━━━━━ Provided records ━━━━━

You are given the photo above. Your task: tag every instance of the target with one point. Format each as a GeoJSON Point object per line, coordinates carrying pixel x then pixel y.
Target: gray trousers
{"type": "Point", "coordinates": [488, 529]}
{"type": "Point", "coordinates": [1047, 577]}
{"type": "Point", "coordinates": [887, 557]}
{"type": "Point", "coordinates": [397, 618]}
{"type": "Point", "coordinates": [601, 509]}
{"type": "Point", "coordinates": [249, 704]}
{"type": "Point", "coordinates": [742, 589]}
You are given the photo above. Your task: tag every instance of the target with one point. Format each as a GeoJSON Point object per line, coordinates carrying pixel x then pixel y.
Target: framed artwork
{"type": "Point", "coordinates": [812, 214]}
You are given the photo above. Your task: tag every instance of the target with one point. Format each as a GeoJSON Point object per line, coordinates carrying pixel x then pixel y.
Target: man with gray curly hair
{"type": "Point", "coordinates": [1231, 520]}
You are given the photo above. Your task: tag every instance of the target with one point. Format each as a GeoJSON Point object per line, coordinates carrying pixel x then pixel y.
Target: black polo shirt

━━━━━

**Required action**
An identical copy of the preceding records should be returned.

**Worked solution**
You are given the photo above. Your task: tag every instance of the target with one point. Format each as a GeoJSON Point object per line, coordinates carrying pixel x then pixel y.
Target: gray trousers
{"type": "Point", "coordinates": [488, 529]}
{"type": "Point", "coordinates": [1047, 577]}
{"type": "Point", "coordinates": [887, 557]}
{"type": "Point", "coordinates": [397, 618]}
{"type": "Point", "coordinates": [601, 509]}
{"type": "Point", "coordinates": [249, 704]}
{"type": "Point", "coordinates": [742, 589]}
You are given the photo above. Your task: tag every instance of the target with one point. Format each as a GeoJSON Point object per line, coordinates carrying pixel x then pixel y.
Target: framed artwork
{"type": "Point", "coordinates": [812, 214]}
You are given the photo above. Your task: tag every instance of the target with one point. Format each as a GeoJSON Point object per line, coordinates carrying pixel x then pixel y.
Target: man with gray curly hair
{"type": "Point", "coordinates": [1231, 520]}
You are given the photo above. Your task: tag every instance of the target with one point. Format each as a GeoJSON Point object per line, coordinates carrying pixel x then pixel y.
Target: black polo shirt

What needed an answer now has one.